• _HALAMAN_
<<<<
Senjata Humor Jokowi & Gus Dur

Lily Wibisono

Penulis

Senjata Humor Jokowi & Gus Dur

Intisari-Online.com -Dilecehkan oleh Amien Rais yang menyamakan dia dengan mantan Presiden Joseph Estrada, Jokowi menanggapi santai, "Kalau saya dibandingkan dengan Estrada, ya jelas lebih ganteng saya dong.” (detik.com 25/9/2013). Jokowi selama ini dikenal cukup “cool” dalam menanggapi kritik dan komentar.

Dunia kata-kata itu tak berbeda dengan dunia persilatan. Kecerdasan mengegos sambil menyerang tidak hanya milik Jokowi. Gus Dur, K.H. Abdurrahman Wahid almarhum, bisa dikatakan “suhu” dalam soal ini.
>>>>
• _Data anotasi lokasi objek_
<<<<
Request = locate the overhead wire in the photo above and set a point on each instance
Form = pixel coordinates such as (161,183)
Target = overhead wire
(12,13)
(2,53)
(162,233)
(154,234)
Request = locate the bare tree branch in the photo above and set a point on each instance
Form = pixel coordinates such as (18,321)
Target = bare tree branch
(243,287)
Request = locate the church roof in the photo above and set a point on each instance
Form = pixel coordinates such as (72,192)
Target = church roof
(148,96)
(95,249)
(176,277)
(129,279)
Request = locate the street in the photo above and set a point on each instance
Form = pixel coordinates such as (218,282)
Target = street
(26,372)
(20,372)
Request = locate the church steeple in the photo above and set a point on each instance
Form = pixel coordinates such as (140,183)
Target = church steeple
>>>>
• _PETUNJUK LATIHAN_
Salin kata demi kata seluruh isi artikel humor Jokowi dan Gus Dur, dari "Lily Wibisono" sampai ke "dalam soal ini.".

• _JAWABAN_
Lily Wibisono

Penulis

Senjata Humor Jokowi & Gus Dur

Intisari-Online.com -Dilecehkan oleh Amien Rais yang menyamakan dia dengan mantan Presiden Joseph Estrada, Jokowi menanggapi santai, "Kalau saya dibandingkan dengan Estrada, ya jelas lebih ganteng saya dong.” (detik.com 25/9/2013). Jokowi selama ini dikenal cukup “cool” dalam menanggapi kritik dan komentar.

Dunia kata-kata itu tak berbeda dengan dunia persilatan. Kecerdasan mengegos sambil menyerang tidak hanya milik Jokowi. Gus Dur, K.H. Abdurrahman Wahid almarhum, bisa dikatakan “suhu” dalam soal ini.